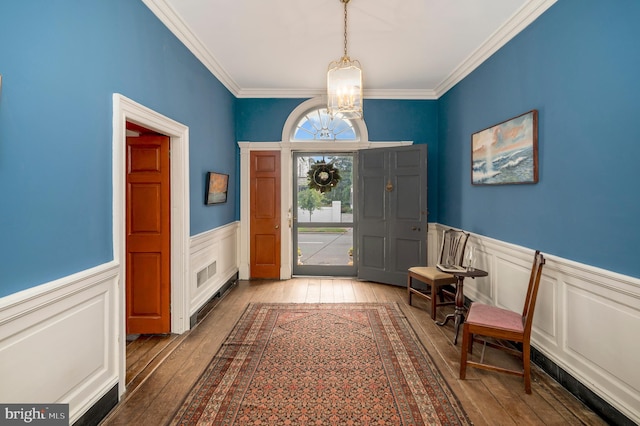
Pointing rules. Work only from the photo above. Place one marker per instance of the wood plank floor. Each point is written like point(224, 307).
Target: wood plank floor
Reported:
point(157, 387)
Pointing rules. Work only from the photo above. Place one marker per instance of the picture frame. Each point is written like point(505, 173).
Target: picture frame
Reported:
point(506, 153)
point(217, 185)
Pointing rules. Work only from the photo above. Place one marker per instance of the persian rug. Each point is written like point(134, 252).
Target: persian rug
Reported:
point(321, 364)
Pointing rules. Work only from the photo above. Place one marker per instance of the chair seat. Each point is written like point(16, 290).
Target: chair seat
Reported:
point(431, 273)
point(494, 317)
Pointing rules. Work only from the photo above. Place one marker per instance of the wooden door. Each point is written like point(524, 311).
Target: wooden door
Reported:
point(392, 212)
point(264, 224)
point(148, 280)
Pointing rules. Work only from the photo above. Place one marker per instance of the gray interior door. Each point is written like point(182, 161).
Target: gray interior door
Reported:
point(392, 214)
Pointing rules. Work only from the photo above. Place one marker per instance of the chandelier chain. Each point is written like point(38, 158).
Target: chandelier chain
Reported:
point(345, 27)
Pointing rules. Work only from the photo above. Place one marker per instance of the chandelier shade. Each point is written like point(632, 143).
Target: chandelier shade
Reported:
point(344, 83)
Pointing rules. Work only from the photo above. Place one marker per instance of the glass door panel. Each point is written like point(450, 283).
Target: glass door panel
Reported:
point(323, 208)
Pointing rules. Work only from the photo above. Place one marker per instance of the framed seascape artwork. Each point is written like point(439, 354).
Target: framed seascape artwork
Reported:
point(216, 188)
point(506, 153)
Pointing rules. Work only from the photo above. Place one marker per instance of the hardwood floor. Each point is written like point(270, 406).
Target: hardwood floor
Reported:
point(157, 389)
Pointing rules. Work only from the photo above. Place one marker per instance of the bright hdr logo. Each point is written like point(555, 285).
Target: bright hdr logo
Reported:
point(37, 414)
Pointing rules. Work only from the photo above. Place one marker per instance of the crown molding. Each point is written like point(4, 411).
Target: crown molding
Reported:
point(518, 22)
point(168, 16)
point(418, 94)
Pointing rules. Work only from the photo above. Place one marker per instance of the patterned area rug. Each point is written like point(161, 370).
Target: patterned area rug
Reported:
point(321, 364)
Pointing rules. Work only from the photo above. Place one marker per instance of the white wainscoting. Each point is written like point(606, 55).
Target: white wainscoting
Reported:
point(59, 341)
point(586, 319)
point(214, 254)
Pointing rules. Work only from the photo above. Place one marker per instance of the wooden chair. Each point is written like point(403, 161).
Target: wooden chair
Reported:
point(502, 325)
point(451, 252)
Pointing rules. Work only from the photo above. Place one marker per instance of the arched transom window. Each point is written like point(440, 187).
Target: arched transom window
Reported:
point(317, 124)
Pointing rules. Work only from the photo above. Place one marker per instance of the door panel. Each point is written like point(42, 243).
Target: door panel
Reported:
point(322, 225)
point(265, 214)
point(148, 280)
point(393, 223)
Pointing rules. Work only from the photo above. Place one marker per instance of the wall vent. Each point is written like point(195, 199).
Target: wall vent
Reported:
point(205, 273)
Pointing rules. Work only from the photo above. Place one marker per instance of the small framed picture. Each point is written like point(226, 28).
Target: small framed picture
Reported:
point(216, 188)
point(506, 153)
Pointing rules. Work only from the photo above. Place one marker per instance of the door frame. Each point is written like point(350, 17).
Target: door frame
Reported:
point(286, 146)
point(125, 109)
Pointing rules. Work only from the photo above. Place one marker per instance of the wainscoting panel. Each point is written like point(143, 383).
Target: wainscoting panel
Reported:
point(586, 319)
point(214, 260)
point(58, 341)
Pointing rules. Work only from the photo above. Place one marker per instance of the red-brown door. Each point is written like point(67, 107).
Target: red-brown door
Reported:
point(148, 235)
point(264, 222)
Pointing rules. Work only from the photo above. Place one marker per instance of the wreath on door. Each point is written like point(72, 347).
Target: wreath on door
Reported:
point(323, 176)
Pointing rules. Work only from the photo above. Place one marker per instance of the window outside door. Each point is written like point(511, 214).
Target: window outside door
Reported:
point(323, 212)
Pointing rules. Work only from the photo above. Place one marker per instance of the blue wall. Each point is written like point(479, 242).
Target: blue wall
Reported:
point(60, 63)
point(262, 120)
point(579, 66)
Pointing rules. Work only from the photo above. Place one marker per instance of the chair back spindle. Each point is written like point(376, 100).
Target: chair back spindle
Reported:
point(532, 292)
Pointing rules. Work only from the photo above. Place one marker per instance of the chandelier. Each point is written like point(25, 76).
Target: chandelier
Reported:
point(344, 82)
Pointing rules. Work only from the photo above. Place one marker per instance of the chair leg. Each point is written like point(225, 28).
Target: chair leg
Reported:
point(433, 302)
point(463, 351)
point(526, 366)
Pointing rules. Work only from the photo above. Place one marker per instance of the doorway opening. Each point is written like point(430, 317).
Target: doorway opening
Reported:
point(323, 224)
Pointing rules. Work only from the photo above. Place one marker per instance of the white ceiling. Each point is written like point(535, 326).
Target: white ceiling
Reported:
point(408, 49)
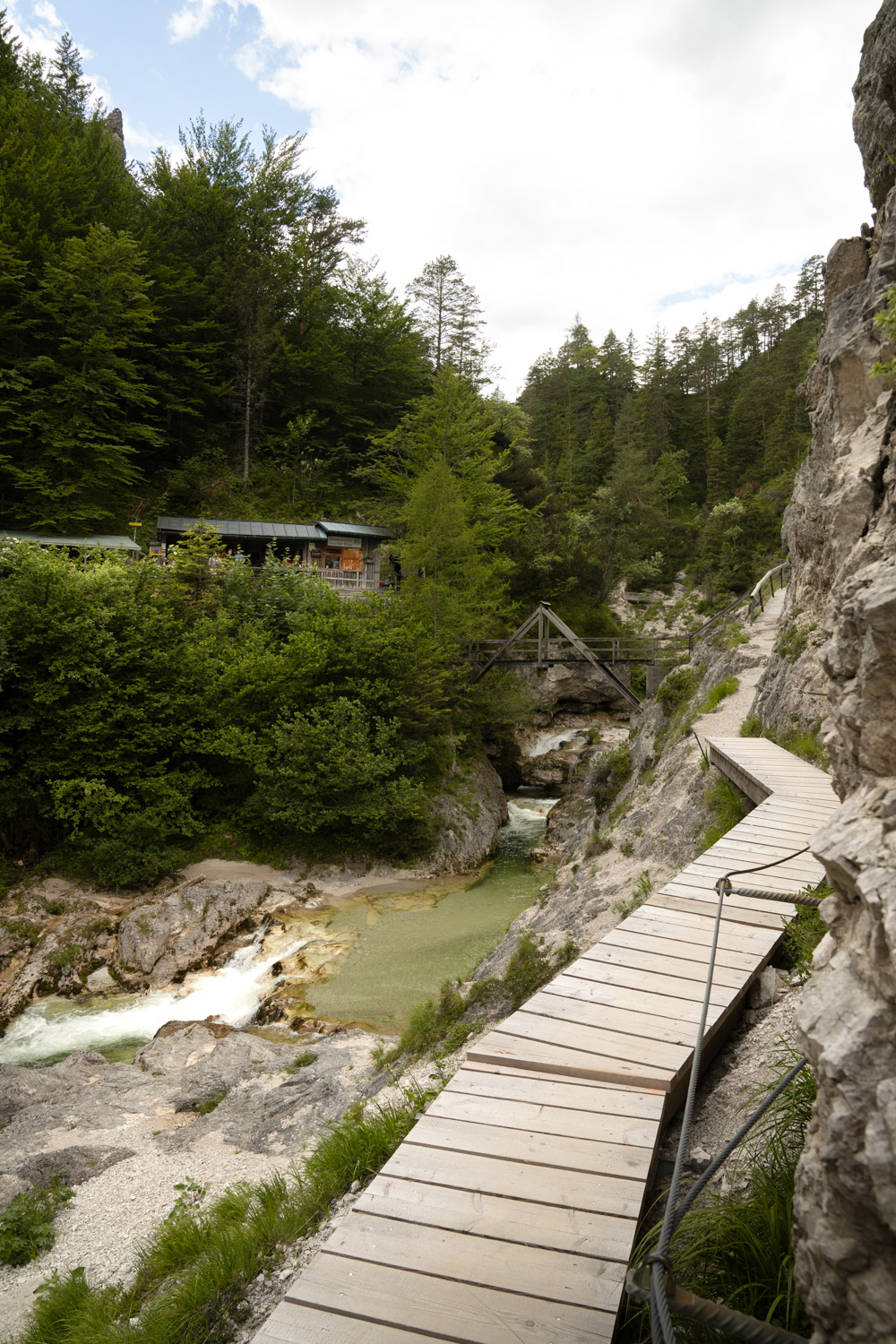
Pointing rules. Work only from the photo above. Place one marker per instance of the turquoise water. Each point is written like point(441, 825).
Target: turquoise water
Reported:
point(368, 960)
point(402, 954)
◆ ◆ ◆
__Görev yönergesi__
Öğelerin en başından başlayıp "point(494, 317)" ifadesinin geçtiği satırda biten satırları, o satır da dahil, boş satırları atlayarak numaralı bir liste olarak yeniden yazın. Resimleri cevaba almayın.

__Tam çözüm__
1. Pointing rules. Work only from the photo above. Place one marker per instance of the wood plank floor. Each point is written like point(224, 307).
2. Target: wood plank floor
3. Reported:
4. point(157, 387)
5. Pointing rules. Work only from the photo above. Place one marker per instance of the picture frame. Each point is written like point(505, 173).
6. Target: picture frame
7. Reported:
8. point(506, 153)
9. point(217, 185)
10. Pointing rules. Work only from the photo above. Place one marker per instance of the persian rug. Each point is written like point(134, 252).
11. Target: persian rug
12. Reported:
13. point(321, 364)
14. Pointing rules. Work only from the photo above. Place one marker per instance of the chair seat. Each point is written like point(16, 290).
15. Target: chair seat
16. Reported:
17. point(431, 273)
18. point(494, 317)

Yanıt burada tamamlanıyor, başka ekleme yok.